▶ Objectives
**a.** List every city named in the text about the EU supply-chain security proposal.
**b.** Write out all lines of the polygon-labeling records below again, requests included, and increase each pixel coordinate in the answer polygons by 39.

▶ Text extract
**********
Following calls for the Regulation’s withdrawal from the Federation of Small Businesses (FSB) in the UK and in Brussels, supported by both Labour and Conservative MEPs, the European Parliament’s lead MEP on the issue, Dutch Liberal Jeanine Hennis-Plasschaert, has today called on the Commission to withdraw its proposal.
The Regulation seeks to establish a mandatory system requiring Member States to create a quality label guaranteeing security of the supply chain. It would apply not only to goods coming in to the EU from abroad or travelling between EU member states, but to items being transported within one country. Therefore, even small firms taking their products from Leeds to London would be affected. It would also affect businesses across all sectors from manufacturing to retail because each is a step in the supply chain from factory to shop.
Tina Sommer, FSB EU Affairs Chairman, said:
“We are relieved to see that the European Parliament is listening to the voice of small business and to commonsense. This latest development will come as welcome news to the hundreds of thousands of small businesses that would have been ruined by this proposal.
“Small businesses are ready to play their part in combating the threat of terrorism, but the Commission’s proposal is a heavy-handed and bureaucratic approach that would put many people out of work without actually increasing security.
“Parliamentarians from the EU’s three main political groups now agree with the FSB that this proposal is ill-conceived. We now reiterate our call to the European Commission to drop it immediately and to work with business, not against it, in tackling the threat of terrorism.”
**********
▶ Supplied records
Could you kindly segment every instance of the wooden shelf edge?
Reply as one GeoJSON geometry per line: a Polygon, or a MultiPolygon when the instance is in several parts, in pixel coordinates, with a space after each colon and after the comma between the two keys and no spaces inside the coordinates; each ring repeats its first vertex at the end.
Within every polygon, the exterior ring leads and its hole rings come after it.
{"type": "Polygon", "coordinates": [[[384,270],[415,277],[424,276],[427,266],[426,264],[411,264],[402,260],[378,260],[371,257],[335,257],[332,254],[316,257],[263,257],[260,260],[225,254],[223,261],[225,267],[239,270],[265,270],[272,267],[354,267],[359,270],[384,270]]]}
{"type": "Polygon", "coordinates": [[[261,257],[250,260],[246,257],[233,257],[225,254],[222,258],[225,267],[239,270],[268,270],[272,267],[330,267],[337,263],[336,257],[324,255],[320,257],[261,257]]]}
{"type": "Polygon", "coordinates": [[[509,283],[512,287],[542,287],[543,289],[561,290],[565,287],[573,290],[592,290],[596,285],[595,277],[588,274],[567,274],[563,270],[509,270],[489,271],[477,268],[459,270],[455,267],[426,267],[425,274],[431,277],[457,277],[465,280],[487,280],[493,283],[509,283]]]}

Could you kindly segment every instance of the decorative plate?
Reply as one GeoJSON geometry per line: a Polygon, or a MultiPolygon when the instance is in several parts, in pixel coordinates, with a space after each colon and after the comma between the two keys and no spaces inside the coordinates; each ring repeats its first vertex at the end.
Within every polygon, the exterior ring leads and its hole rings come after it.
**********
▶ Outputs by task
**a.** Brussels, Leeds, London

**b.**
Could you kindly segment every instance of the wooden shelf edge?
Reply as one GeoJSON geometry per line: a Polygon, or a MultiPolygon when the instance is in several parts, in pixel coordinates, with a space after each colon and after the comma between the two keys and no spaces inside the coordinates; each ring repeats its first vertex at the end.
Within every polygon, the exterior ring leads and its hole rings come after it.
{"type": "Polygon", "coordinates": [[[423,309],[454,316],[463,315],[466,305],[465,303],[450,303],[441,299],[417,299],[410,296],[374,296],[371,293],[355,296],[302,296],[299,299],[264,293],[262,300],[264,306],[278,309],[304,309],[311,306],[393,306],[398,309],[423,309]]]}
{"type": "Polygon", "coordinates": [[[300,296],[289,299],[285,296],[272,296],[264,293],[261,297],[264,306],[278,309],[307,309],[311,306],[369,306],[376,302],[375,296],[363,294],[359,296],[300,296]]]}
{"type": "Polygon", "coordinates": [[[548,322],[551,326],[581,326],[582,328],[600,329],[604,326],[612,329],[631,329],[635,324],[634,316],[627,313],[606,313],[602,309],[548,309],[528,310],[516,307],[498,309],[494,306],[465,306],[464,313],[470,316],[496,316],[504,319],[526,319],[532,322],[548,322]]]}

Could you kindly segment every instance of the decorative plate?
Reply as one GeoJSON geometry per line: a Polygon, or a MultiPolygon when the instance is in several parts, in pixel coordinates, with a space after each colon and after the comma between the two keys and no spaces inside the coordinates; each ring repeats its first vertex at the end.
Within every polygon, the exterior ring leads and its hole rings come after it.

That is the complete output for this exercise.